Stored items
################
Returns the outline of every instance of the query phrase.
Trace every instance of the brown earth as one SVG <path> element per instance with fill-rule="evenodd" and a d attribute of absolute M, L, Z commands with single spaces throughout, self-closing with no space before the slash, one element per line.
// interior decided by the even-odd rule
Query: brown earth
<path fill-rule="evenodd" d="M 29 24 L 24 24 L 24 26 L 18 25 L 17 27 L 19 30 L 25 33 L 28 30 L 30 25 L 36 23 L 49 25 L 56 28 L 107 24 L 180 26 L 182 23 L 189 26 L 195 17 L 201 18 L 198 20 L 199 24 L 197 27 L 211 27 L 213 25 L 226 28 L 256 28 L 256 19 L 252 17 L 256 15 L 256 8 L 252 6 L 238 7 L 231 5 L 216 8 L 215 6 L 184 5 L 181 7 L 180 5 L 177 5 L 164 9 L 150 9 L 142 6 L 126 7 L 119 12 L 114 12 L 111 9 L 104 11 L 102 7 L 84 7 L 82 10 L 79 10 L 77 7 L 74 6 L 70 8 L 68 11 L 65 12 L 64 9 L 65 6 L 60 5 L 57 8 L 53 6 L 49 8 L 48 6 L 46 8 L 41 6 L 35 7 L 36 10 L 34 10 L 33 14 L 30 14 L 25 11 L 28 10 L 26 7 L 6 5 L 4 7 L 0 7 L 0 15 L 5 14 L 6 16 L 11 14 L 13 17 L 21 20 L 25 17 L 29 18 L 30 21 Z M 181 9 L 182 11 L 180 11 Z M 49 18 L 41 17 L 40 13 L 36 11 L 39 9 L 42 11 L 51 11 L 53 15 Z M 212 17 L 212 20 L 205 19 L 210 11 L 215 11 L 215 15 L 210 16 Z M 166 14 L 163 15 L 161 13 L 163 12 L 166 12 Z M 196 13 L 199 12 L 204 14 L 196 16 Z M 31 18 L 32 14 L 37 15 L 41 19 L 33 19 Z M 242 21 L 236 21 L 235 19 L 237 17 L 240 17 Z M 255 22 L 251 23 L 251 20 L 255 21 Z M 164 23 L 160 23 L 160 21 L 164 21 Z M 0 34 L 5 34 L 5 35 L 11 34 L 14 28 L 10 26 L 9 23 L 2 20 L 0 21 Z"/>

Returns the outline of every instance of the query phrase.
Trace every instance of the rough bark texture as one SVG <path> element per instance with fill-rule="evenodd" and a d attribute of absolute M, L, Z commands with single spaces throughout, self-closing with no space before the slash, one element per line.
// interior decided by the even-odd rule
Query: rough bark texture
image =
################
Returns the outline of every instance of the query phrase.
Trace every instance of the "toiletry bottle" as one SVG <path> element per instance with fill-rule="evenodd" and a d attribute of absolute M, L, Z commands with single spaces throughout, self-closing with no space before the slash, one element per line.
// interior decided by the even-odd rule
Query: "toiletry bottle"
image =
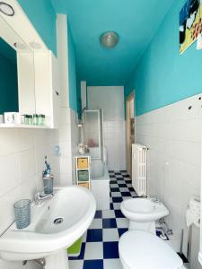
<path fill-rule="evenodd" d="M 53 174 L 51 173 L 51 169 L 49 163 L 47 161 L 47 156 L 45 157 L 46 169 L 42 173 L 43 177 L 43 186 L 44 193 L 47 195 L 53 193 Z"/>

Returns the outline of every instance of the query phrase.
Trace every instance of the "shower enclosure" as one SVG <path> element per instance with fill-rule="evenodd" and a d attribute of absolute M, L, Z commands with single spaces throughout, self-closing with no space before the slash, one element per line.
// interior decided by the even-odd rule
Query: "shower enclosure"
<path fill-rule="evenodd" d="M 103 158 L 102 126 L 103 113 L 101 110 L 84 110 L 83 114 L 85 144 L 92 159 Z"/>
################
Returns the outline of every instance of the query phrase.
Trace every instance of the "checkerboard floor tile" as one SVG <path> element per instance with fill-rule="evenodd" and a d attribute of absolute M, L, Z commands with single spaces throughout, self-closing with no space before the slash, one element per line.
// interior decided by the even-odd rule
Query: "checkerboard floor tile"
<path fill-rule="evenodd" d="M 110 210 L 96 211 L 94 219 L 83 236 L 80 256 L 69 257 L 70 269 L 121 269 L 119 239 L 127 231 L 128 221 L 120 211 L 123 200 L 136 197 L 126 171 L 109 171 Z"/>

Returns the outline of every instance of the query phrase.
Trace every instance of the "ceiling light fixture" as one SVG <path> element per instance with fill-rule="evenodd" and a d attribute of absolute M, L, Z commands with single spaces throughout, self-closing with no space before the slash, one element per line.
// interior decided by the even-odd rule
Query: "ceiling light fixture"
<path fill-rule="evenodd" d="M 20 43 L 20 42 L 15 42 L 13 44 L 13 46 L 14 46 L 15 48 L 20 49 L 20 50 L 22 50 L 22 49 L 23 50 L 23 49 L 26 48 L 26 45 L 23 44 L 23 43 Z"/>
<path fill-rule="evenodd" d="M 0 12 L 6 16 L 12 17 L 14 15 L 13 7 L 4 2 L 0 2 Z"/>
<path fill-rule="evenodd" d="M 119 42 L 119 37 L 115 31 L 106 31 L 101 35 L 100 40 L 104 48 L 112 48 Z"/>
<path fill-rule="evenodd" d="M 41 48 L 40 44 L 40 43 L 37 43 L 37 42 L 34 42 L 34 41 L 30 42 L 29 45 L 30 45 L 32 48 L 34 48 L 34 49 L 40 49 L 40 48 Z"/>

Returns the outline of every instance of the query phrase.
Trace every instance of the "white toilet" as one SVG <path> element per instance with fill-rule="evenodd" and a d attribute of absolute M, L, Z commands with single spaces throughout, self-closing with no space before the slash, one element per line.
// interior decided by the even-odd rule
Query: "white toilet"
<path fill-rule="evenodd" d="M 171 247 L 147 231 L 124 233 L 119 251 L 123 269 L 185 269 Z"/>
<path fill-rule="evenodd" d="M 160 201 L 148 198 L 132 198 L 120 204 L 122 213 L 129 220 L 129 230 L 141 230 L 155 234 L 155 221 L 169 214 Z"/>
################
▸ PROBLEM: Pull out each line of the entries above that contains the word "with".

▸ ANSWER TO THIS EXERCISE:
Trace every instance of the brown earth as one SVG <path> element per instance with fill-rule="evenodd" and a d attribute of absolute M, L, Z commands with single spaces throughout, self-closing with no space before the slash, one element per line.
Trace every instance of the rough bark texture as one SVG <path> element per instance with fill-rule="evenodd" and a d attribute of absolute M, L, Z commands with single spaces throughout, self-closing with no space before the slash, one element per line.
Trace every instance of the "toiletry bottle" as one SVG <path> element per instance with fill-rule="evenodd" and a d attribute of absolute M, L, Z commands with single spaces throughout, self-closing with no space before the slash, one element per line.
Trace every instance of the "shower enclosure" as one SVG <path> element per instance with fill-rule="evenodd" and a d attribute of absolute M, L, Z commands with single spaces throughout, self-closing with no space before the slash, one element per line.
Trace every instance of the "checkerboard floor tile" as one SVG <path> element per instance with fill-rule="evenodd" and a d attribute of absolute M, L, Z commands with single spaces throughout, self-closing with no space before the slash, one element per line.
Trace every instance of the "ceiling light fixture" as one SVG <path> element per instance with fill-rule="evenodd" and a d attribute of absolute M, L, Z commands with single spaces throughout, self-closing with no space before the slash, one element per line.
Trace every instance of the "white toilet" as one SVG <path> element per instance with fill-rule="evenodd" and a d attribute of absolute M, L, Z commands with single spaces throughout, self-closing with no space before the slash, one element per line.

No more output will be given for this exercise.